**課題の指示**: 下の文書抜粋にある次の一文を英語に訳してください。「セルアニメらしく塗りわけた影と、日本のアニメが進化させてきたリアルな動きが、ささやかな自然の手触りを見事に写しとった。」

**文書抜粋**:
↓↓↓

特色は、やはりアニメでしか表現しえない作品になっているところ。それも登場人物が妖怪のたぐいを見たり、風景が北斎風の背景に変わるといった、絵と現を行き来する演出だけではない。盲目の妹が感じる世界を表現しえたのは、手で描かれた絵の誇張があってこそ。
特に雪が崩れる場面が出色だ。漫画では動きを描けず、実写では見えるように撮影できず、3DCGではつくりものに見えてしまうだろう。セルアニメらしく塗りわけた影と、日本のアニメが進化させてきたリアルな動きが、ささやかな自然の手触りを見事に写しとった。


手触りある自然と、生き生きとした江戸を描こうとしたためだろうか。この作品は原恵一監督作品では珍しく、作画アニメのおもむきがある。
もちろん3DCGも各所で活用されているが、見せ場につかうのは、手描き背景を立体的に動かす補佐としてだけ。最近では珍しく群衆の多くを手描きで作画し、ひとりひとり異なる芝居をつけ、それぞれの人格と人生を感じさせる。
CGで質感を出しつつ手描きで波紋を描いた水面の美しさ、江戸の華たる火事で崩れゆく家、それぞれ絵師たる主人公が見ようと思うだけの情景をつくりあげている。

↑↑↑

[ボックスラベリング用データセットの行]
↓↓↓

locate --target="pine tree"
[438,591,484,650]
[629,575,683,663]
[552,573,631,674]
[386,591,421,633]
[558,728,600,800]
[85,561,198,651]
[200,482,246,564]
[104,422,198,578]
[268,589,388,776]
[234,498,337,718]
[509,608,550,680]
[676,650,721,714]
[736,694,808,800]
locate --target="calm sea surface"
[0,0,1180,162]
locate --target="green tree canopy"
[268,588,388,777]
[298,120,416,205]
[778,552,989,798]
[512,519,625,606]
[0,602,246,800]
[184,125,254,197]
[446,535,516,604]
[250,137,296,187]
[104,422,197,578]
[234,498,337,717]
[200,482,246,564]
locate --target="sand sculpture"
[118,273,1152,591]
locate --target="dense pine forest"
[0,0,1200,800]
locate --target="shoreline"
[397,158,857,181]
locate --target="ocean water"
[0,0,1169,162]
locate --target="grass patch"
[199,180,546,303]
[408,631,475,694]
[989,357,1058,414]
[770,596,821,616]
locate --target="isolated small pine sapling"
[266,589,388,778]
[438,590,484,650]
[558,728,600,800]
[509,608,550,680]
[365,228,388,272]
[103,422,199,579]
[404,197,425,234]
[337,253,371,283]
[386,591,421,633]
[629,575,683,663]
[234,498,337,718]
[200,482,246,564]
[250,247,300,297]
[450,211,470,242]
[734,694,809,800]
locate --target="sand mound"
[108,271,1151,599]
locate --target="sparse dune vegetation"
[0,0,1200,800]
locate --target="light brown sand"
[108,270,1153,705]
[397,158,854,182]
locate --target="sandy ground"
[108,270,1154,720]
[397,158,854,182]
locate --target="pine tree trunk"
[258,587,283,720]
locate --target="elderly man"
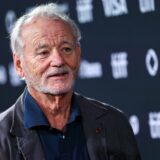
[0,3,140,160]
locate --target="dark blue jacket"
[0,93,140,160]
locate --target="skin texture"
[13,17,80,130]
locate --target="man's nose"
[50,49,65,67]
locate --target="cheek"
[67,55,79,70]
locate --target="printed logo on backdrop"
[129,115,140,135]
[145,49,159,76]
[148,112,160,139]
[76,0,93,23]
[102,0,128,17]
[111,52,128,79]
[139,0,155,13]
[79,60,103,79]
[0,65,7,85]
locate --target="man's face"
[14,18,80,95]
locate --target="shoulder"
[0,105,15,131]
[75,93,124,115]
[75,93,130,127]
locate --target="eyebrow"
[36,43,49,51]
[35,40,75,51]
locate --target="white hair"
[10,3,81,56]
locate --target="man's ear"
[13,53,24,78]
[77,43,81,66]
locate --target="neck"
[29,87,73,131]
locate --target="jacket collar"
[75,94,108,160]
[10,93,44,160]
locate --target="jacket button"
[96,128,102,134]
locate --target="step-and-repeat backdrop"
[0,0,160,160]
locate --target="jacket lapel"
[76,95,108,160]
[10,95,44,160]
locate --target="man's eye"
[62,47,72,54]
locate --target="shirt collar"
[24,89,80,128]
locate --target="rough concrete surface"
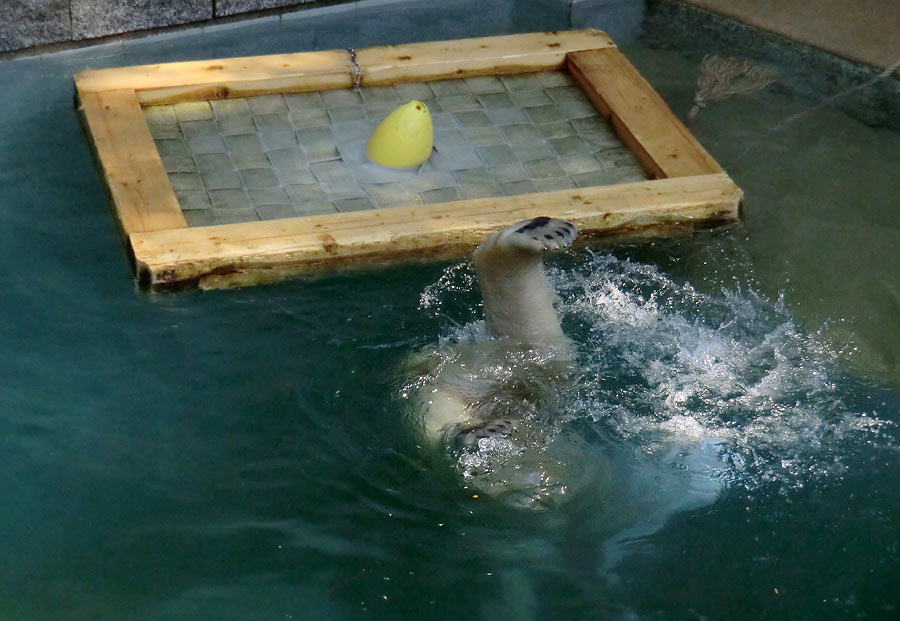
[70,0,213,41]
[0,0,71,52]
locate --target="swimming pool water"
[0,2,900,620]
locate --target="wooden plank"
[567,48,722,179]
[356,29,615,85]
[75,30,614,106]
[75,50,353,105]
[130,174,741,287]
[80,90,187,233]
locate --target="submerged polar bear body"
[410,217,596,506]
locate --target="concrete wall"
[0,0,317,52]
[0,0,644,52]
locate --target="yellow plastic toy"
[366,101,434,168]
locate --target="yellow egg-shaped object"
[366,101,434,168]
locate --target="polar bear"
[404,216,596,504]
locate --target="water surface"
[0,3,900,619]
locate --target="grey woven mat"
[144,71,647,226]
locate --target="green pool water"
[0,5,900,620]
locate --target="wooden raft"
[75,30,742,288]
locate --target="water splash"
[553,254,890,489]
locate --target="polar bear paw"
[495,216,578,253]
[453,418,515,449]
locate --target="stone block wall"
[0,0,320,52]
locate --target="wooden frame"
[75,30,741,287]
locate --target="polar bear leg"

↑↑↑

**結果**: The shadows, painted in distinct tones as befits cel animation, together with the realistic movement that Japanese animation has developed over the years, beautifully captured the subtle texture of nature.